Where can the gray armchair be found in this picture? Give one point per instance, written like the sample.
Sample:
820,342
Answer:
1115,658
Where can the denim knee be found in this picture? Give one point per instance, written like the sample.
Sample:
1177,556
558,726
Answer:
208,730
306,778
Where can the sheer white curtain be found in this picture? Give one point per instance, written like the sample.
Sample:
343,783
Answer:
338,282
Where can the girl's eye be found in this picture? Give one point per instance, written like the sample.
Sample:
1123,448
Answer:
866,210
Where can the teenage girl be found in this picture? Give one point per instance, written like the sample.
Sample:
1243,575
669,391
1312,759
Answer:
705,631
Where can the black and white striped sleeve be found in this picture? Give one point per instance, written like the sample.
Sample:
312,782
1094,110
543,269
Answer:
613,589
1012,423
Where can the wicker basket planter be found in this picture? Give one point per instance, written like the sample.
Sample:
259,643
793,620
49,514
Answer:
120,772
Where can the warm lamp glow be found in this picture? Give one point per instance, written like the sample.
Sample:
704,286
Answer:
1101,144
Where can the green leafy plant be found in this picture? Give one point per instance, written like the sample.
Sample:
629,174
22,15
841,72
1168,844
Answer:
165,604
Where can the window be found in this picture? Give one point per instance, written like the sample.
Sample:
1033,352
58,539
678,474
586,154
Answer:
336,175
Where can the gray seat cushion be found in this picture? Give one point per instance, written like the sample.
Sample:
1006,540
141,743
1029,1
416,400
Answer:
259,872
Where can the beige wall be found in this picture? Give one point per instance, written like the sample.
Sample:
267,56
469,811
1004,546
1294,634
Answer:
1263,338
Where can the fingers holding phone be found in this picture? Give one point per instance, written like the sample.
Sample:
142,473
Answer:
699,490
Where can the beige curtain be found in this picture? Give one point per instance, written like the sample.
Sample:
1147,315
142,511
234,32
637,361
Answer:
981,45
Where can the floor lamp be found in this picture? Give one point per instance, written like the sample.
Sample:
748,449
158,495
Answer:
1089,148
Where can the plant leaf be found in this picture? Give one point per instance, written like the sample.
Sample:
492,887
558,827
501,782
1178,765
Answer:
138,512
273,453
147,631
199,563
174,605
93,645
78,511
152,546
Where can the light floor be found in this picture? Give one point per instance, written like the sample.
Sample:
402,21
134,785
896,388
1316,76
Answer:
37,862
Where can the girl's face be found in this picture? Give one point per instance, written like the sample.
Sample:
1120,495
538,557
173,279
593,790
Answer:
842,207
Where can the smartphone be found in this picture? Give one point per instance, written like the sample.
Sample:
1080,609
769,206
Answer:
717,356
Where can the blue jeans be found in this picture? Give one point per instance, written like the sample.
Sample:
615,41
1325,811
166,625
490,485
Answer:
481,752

GOAL: Copy the items from the line holding "Where can the light" through the end of the items, inclusive, changing "smartphone" to "mobile phone" and leaving everything else unchanged.

RIGHT ANSWER:
Where can the light floor be found in this picture? Give one point per instance, written like the sample.
Sample:
402,21
134,785
896,388
1316,76
Answer:
37,862
Where can the girl's face be found in this picture? Give one point per instance, written like the sample.
Sample:
1120,495
538,557
173,279
593,790
Answer:
842,207
Where can the mobile phone be found in this picture? Give one point per instance, written like the sample.
Sample:
1080,609
769,206
Answer:
717,356
Where can the blue jeans be found in this picture? Give one point per instance, written like the sample.
Sample:
615,41
1325,811
166,625
490,485
Answer:
481,752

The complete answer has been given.